Görev A
Yaratılış ayetleri üzerine konuşmada Hayati Yaman, Altaykan Eryiğit'in sorduğu ayetlerin yanına hangi ayetlerin de eklenebileceğini söylüyor?
Görev B
Yaratılış ayetleri üzerine konuşmayı iki cümleyle özetleyin.
Görev C
Yaratılış ayetleri üzerine konuşmayı kaldığı yerden devam ettirin.

Metin bloğu
^^^^^^^^^^^^^^^^

ALTAYLARDAN ESEN YEL

 


Altaykan Eryiğit : Hocam merhabalar. Müsaitseniz kafama takılan bir hususu danışacaktım size!

Hayati Yaman : Merhaba evladım. Elbette müsaitim, buyur bakalım.

Altaykan Eryiğit : Hocam şu ayetlere bakar mısınız? Alak 2, Enbiya 30, Hicr 26, Al-i İmran 59 sanki bu ayetler (Haşa) birbiriyle çelişiyor gibi duruyor. Kastedilen nedir?

Hayati Yaman : Bakayım ama hemen cevap verecek durumumda değilim. Önce konuyu ve ayetleri incelemem lazım. Gerekli hazırlıklarımı yaptıktan sonra mutlaka sana döneceğim. (inşallah!)

Altaykan Eryiğit : Peki hocam, bekliyorum.

Hayati Yaman: Selamun aleyküm Altaykan evladım. Bahsettiğin ayetlere baktım, hatta o ayetlerin yanına Araf-189, Nisa-1, Fatır-11 ve Zümer-6’yı da ekleyebiliriz. Bunlar Rabbimizin bize yaratılışla ilgili bilgiler verdiği ayetleridir. Çelişki yoktur, rahat ol…

Altaykan Eryiğit : Aleykum selam hocam. Farklı farklı şeylerden yarattığına dair bilgiler verilince insanın kafasında çelişkiler oluşturuyor!

Hayati Yaman: Hepsini ayrı ayrı not ederek burada şu yaratılıştan, burada ise şu yaratılıştan bahsediyor, şeklinde detaylı izahlar yapmak istemiyorum. Sen zaten araştırmacı bir karaktere sahip olduğun için ben topluca, bugün bilimsel karşılığının da olduğu ne tür yaratılışlardan söz edildiğini yazacağım sana. Ve sen o açıklamalarım ışığında kendin o ayetlerin hangi tür yaratılışa karşılık geldiğini bul olmaz mı?

Altaykan Eryiğit : Olur hocam. Hatta çok daha iyi olur ve o şekliyle belirtmenizden daha memnun olurum.

^^^^^^^^^^^^^^^^

Girdiler
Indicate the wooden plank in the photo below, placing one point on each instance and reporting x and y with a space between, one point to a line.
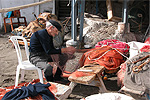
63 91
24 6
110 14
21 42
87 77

^^^^^^^^^^^^^^^^

Yanıt A
Araf 189, Nisa 1, Fatır 11 ve Zümer 6.

Yanıt B
Altaykan Eryiğit, Hayati Yaman'a Alak 2, Enbiya 30, Hicr 26 ve Al-i İmran 59. ayetlerin birbiriyle çelişiyor gibi göründüğünü söyleyip bunlarla neyin kastedildiğini sorar. Hayati Yaman ayetleri inceledikten sonra çelişki olmadığını belirtir ve bugün bilimsel karşılığı da olan yaratılış türlerini topluca yazacağını, ayetlerin hangi türe karşılık geldiğini Altaykan'ın kendisinin bulmasını istediğini söyler; Altaykan da bunu memnuniyetle kabul eder.

Yanıt C
Hayati Yaman: Bahse konu olan ve benim de yanına eklediğim o ayetlerin:

Bir kısmı, elementer yaratılışı anlatır. Ki onlar toprak, balçık, pişmiş toprak vs. gibi ifadelerin geçtiği ayetlerdir. Onlar yıldız ve gök cismi statüsünde olan dünyamızın sıcak ve canlıyken ki halini, soğuyup ölmesinden sonraki hâlini anlatır. Özellikle pişmiş toprak karşılığı, sıcak halinin izahıdır.

Bir kısmı, bütün canlılığın sudan yaratılmaya başladığını anlatan ayetlerdir. Canlılık yeryüzünde sudan başlamıştır. Hatta bu su; kirli, bulanık ve mayalanmaya elverişli durgun iç sulardır. Evrim teorisi de bunu açıklar. Biyoloji bilimi, uzayı araştıran Astronomi ve uzayda canlılığı araştıran Astrobiyoloji bilimi bunu açıklar. Çünkü gerçekten de öyledir. Önce Dünya ölecek hayata zemin ve yatak oluşturacak. Sonra Dünyada canlılık suda başlayacak, sudan karaya geçecek ve en son insan türü sahaya çıkacak!

Bir kısmı, yeryüzündeki biyolojik yaratılışı anlatır.

Bir kısmı ise zigottan yani nefes alan bir hücreden (nisa-1) ve kan pıhtısından, meni içindeki sperm ve sağrı bölgesinden gelen yumurtadan yaratılışımızı anlatır. Bunlar da embriyolojik yaratılış ayetleridir. Aynı zamanda fetüs ve gelişimini; et parçasına kemik yaratılışını ve kemiklere kas giydirilmesini anlatır. Bunları da, yine Biyoloji ve özellikle Embriyoloji bilimi açıklar.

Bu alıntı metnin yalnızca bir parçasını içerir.